EXERCISE:
Every entry should be repeated exactly. Omit the pictures.

RECORDS PROVIDED:
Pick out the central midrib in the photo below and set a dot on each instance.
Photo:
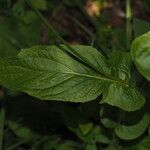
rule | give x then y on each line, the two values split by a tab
98	78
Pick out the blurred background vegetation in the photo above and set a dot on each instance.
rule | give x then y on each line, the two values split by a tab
35	125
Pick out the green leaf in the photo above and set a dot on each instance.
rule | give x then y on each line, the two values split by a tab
75	121
96	135
23	132
140	26
144	144
49	73
39	4
124	97
91	147
68	145
129	132
140	50
120	63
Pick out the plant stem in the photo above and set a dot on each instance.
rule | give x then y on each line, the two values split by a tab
128	24
2	124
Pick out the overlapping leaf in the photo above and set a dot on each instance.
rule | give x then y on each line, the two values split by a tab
47	72
129	132
140	51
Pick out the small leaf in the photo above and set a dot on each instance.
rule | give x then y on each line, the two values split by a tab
39	4
75	121
23	132
124	97
129	132
140	50
144	144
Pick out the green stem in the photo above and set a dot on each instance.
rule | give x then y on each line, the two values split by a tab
2	124
128	23
9	4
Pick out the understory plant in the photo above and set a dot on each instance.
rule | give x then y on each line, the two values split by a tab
102	100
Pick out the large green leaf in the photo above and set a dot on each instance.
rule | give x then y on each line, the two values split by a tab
49	73
140	50
124	97
129	132
23	132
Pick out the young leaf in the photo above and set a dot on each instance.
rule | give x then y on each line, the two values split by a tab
140	50
129	132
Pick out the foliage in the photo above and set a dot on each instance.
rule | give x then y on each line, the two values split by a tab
72	96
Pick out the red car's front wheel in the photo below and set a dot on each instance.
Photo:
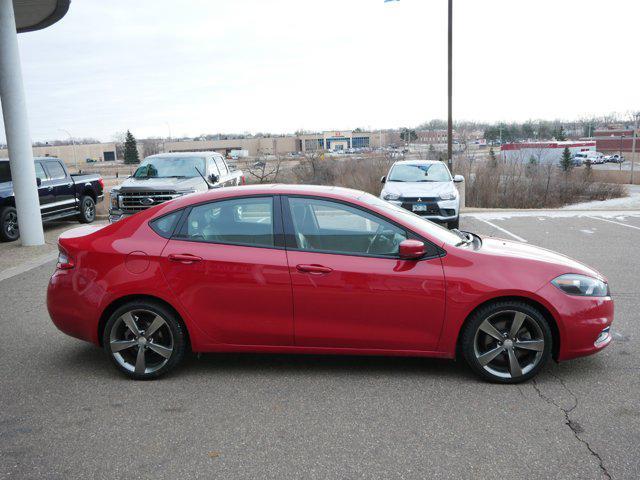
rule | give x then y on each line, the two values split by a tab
507	342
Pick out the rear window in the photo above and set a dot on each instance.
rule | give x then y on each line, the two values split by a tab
5	172
164	226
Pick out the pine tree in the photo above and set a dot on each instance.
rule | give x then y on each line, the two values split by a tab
565	163
493	161
130	149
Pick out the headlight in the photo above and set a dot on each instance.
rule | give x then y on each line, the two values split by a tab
582	285
448	196
113	196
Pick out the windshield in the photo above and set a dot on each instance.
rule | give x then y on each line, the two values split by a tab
5	172
424	172
414	221
166	167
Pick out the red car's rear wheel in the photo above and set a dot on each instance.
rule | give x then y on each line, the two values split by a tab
144	339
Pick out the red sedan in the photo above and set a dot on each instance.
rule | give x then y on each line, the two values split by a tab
299	269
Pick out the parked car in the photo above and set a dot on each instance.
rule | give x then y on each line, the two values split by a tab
324	270
61	195
615	158
424	187
166	176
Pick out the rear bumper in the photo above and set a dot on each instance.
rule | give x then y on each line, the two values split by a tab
583	322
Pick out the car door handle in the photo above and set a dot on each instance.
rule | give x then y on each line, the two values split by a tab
314	269
185	258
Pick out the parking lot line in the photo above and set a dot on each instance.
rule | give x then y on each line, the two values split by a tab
520	239
612	221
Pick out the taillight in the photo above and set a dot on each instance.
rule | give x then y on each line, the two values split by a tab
65	262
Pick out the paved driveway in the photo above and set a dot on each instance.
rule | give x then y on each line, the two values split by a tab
66	413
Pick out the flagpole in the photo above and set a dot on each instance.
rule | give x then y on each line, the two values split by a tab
450	91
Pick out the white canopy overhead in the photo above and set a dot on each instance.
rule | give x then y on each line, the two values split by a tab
37	14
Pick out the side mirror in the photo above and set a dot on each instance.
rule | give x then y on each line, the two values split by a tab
412	249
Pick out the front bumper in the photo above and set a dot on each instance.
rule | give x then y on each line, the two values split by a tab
436	210
583	322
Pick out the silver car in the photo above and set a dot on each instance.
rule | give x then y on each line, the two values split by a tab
424	187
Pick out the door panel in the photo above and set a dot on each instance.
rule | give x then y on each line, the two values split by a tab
363	302
228	268
350	289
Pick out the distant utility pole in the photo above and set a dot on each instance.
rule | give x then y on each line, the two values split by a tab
450	91
633	144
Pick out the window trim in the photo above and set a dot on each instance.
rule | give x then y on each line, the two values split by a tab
45	166
277	227
432	250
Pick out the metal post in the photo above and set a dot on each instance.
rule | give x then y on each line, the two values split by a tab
633	145
73	144
14	110
450	91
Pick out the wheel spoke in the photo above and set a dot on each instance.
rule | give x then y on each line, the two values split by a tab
487	357
535	345
130	322
514	365
119	345
518	320
141	365
160	349
489	329
155	325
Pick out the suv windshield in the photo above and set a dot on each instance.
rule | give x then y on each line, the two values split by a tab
5	172
438	232
166	167
422	172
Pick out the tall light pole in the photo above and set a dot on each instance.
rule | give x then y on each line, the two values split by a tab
633	144
450	91
73	143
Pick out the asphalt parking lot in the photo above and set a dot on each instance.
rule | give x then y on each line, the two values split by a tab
66	413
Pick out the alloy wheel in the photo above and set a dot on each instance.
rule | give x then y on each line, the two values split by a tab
141	341
509	344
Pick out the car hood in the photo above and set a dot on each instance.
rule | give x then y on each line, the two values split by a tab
560	263
419	189
156	184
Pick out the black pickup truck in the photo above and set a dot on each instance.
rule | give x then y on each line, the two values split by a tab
61	195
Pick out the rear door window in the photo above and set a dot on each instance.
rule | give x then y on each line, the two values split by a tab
241	221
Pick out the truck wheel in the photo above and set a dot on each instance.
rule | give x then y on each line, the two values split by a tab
9	231
87	209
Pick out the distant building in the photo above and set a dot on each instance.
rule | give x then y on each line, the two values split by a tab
543	152
615	140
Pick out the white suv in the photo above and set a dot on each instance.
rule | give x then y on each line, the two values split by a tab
424	187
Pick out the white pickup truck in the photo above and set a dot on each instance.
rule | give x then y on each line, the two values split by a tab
166	176
426	188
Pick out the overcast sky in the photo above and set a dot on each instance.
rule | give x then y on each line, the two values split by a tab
195	67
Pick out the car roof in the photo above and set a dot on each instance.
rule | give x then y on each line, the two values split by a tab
337	193
183	154
417	162
34	159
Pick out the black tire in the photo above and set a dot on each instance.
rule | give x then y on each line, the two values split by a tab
87	209
478	346
9	231
170	336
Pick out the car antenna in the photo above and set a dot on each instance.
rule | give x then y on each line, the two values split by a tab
209	187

PROBLEM SOLUTION:
Pick out the central midrib in the photo below and set a dot on each instance.
Photo:
rule | give x then y on each line, the two values split by a tab
98	78
Pick out the blurred background vegetation in the photo above and set a dot on each instance.
rule | give x then y on each line, the two values split by a tab
35	125
Pick out the green leaf in the photo above and set a dot on each instance.
rule | give x then y on each line, the two values split by a tab
75	121
96	135
23	132
140	26
144	144
49	73
39	4
124	97
91	147
68	145
129	132
140	50
120	63
Pick out the plant stem in the photo above and set a dot on each instance.
rule | give x then y on each line, the two values split by a tab
128	24
2	124
Pick out the overlapping leaf in the photo above and set a dot on each instance.
rule | give x then y on each line, the two values split by a tab
47	72
129	132
140	51
Pick out the small leaf in the photo above and set a dot on each instance.
rule | give x then y on each line, the two values split by a tab
39	4
75	121
23	132
124	97
129	132
140	50
144	144
Pick out the green stem in the photo above and set a dot on each instance.
rule | give x then y on each line, the two values split by a tab
2	124
128	23
9	4
Pick out the understory plant in the photo above and set a dot on each instance.
rule | give x then y on each line, the two values split by a tab
102	100
Pick out the large green leaf in the photo above and set a dot on each instance.
rule | give x then y on each line, the two values split by a tab
49	73
140	50
124	97
129	132
23	132
Pick out the young leaf in the photo above and set a dot on each instance.
rule | give x then y on each line, the two values split by a tab
140	50
129	132
Pick out the foliage in the photo above and set a dot on each instance.
rule | give x then y on each line, the two values split by a tab
72	96
Pick out the red car's front wheel in the photo below and set a dot on each instance.
Photo:
rule | give x then y on each line, the two values split by a tab
507	342
Pick out the rear window in the photo above and set a dot on each instance.
rule | give x then y on each line, the two values split by a tab
5	172
164	226
Pick out the pine tree in the photo above and set a dot on each instance.
rule | give x then y on each line, the two values split by a tab
565	163
493	161
130	149
Pick out the headlight in the photo above and set a dot on each instance.
rule | give x then y on each line, the two values split by a tab
582	285
448	196
113	196
Pick out the windshield in the photo above and set a dot on each instance.
rule | give x then y on each line, the two values split by a tab
5	172
424	172
414	221
166	167
Pick out the red car's rear wheel in the photo above and set a dot on each instance.
rule | give x then y on each line, the two values split by a tab
144	339
Pick out the red sedan in the photo above and set a dot on each instance.
rule | give x then y on each line, the two values split by a tab
299	269
Pick out the parked car in the photo above and set a dot on each instance.
rule | give x then y on each line, the two values split by a tab
324	270
61	195
615	158
424	187
166	176
Pick out the rear bumper in the photo above and set a dot on each instance.
rule | give x then y on each line, the two values split by a tab
583	322
Pick out the car door handle in the photo above and set a dot on each instance.
rule | give x then y on each line, the two values split by a tab
314	269
185	258
Pick out the parking lot line in the photo above and set a dot on each instance.
rule | give x then y on each line, the two values split by a tab
520	239
612	221
Pick out the taillight in the photo above and set a dot on each instance.
rule | give x then y on each line, the two values split by a tab
65	262
Pick out the paved driveway in the photo above and set a dot on each instance.
rule | give x then y on each line, the two values split by a tab
66	413
Pick out the flagpole in the photo above and set a dot on each instance.
rule | give x then y on each line, the two values split by a tab
450	91
Pick out the white canopy overhead in the photo above and set a dot on each instance.
rule | give x then y on each line, the two values split by a tab
37	14
Pick out the side mirror in the photo above and set a dot on each instance.
rule | give x then y on each line, the two values split by a tab
412	249
Pick out the front bumper in the photo above and set a dot on each instance.
rule | give x then y on each line, the two values split by a tab
436	210
583	322
Pick out the silver car in the photo above and set a dot on each instance.
rule | give x then y on each line, the two values split by a tab
424	187
Pick out the door panel in the photo above and set a dot on each instance.
rule | give x then y on each line, the two values split by a tab
363	302
228	268
350	289
Pick out the distant utility pole in the photo above and set a dot on each instance.
rule | give x then y on each line, the two values split by a tab
450	91
633	144
Pick out the window trim in the photo above and set a dot on each instance.
rule | give x then y on each line, the two values split by a tab
45	166
277	227
432	250
Pick out the metal post in the photo above and set a dot on each instance.
rule | give x then y on each line, the two values split by a tab
633	145
73	144
14	110
450	91
Pick out the wheel spoke in the photo above and set a dot on each instance.
rule | give x then y on each line, the two values split by a tab
487	357
535	345
130	322
514	365
119	345
518	320
141	365
160	349
489	329
155	325
Pick out the suv windshield in the photo above and set a dot on each instance.
rule | give x then y on each line, the two values split by a tab
5	172
438	232
166	167
422	172
Pick out the tall light pole in the photo above and set a dot on each instance.
rule | give x then y on each line, the two values split by a tab
633	144
450	91
73	143
Pick out the asphalt parking lot in the photo above and set a dot on each instance.
rule | give x then y on each line, the two values split by a tab
66	413
Pick out the alloy wheel in the photo above and set a dot on each instance.
rule | give x then y on each line, the two values split by a tab
141	341
509	344
Pick out the car hood in the photo above and set a dot on each instance.
rule | give x then y on each line, the two values split by a tab
560	263
419	189
156	184
Pick out the black pickup truck in the photo above and set a dot on each instance.
rule | give x then y on each line, the two values split by a tab
61	195
Pick out the rear door window in the photo above and set a dot on each instance.
rule | give x then y on each line, the two values split by a tab
241	221
Pick out the truck wheel in the photo above and set a dot on each instance.
rule | give x then y on each line, the two values split by a tab
9	231
87	209
Pick out the distant building in the photo above and set a dot on each instance.
rule | give x then y on each line, the two values split by a tab
543	152
615	140
Pick out the white suv in the photo above and set a dot on each instance.
rule | give x then y on each line, the two values split by a tab
424	187
Pick out the white pickup truck in the photo above and set a dot on each instance.
rule | give x then y on each line, the two values split by a tab
166	176
426	188
Pick out the overcast sky in the photo above and set a dot on each instance.
rule | give x then y on each line, the two values split by a tab
195	67
Pick out the car roof in the photo above and set a dot on each instance.
rule | give x then y on each line, the two values split by a tab
337	193
183	154
417	162
34	159
Pick out the black tire in the photo above and set a dot on each instance.
rule | give x then y on each line, the two values split by a tab
87	209
478	346
9	231
170	336
Pick out the car antenna in the photo above and set a dot on each instance.
rule | give x then y on each line, the two values split by a tab
209	187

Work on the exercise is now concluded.